BRANO SCELTO

Autore originale del testo: Alfredo Morganti
Il virus del Covid e quello “aperturista”
L’apertura, ormai, non è più solo un fenomeno fisico o sociale (riaprire porte, riaprire gli esercizi di ristorazione, riaprire la vita sociale), ma è anche, e soprattutto, una ideologia. A dimostrazione che le ideologie esistono ancora, seppure camuffate e non più “esercitate” da soggetti pubblico-privati come i partiti. Tant’è che potremmo definire “aperturismo” quella tendenza ad abbattere steccati, confini, identità, appartenenze, in nome di un unico grande mercato, al cui accesso tutto è subordinato. Anche la tecnica (che molti scambiano per la tecnologia, ma che è invece e soprattutto un’ideologia anti-politica e anti-partecipativa) è aperturista, e quindi punta ad allisciare tutti i piani possibili e cancellare ostacoli, di modo che, anche qui, l’accesso al mercato sia semplificato, facilitato, universale.

ATTIVITÀ
Nel brano scelto, che nome si potrebbe dare alla tendenza ad abbattere steccati, confini, identità e appartenenze?

ESTRATTI DI DATI
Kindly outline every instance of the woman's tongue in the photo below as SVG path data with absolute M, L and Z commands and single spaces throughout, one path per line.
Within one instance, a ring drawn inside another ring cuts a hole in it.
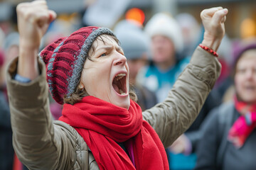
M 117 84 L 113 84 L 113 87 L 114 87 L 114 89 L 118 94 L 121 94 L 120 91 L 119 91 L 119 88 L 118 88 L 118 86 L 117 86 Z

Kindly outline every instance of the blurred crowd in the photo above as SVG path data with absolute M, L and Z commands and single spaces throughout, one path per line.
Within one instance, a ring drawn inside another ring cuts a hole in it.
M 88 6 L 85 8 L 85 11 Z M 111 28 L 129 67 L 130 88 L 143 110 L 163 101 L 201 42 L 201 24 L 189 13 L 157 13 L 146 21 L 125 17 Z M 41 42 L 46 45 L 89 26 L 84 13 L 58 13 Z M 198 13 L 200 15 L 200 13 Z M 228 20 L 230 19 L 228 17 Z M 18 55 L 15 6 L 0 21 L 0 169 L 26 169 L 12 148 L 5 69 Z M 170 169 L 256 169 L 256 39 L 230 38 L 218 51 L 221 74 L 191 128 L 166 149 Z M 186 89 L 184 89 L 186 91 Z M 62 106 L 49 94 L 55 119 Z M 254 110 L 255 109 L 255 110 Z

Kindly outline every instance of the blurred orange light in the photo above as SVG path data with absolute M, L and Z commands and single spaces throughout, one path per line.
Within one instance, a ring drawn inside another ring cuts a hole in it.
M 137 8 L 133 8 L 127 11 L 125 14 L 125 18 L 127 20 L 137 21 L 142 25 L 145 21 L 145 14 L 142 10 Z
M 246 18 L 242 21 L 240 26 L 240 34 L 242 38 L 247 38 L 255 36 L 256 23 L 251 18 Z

---

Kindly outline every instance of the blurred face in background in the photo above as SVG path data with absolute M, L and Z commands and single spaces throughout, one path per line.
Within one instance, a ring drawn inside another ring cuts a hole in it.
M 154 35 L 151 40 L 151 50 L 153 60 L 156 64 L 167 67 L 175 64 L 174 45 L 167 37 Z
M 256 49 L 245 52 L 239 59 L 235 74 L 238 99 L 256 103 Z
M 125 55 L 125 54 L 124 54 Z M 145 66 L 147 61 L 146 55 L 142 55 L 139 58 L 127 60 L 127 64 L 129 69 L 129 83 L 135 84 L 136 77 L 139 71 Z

ESERCIZIO SVOLTO
Aperturismo.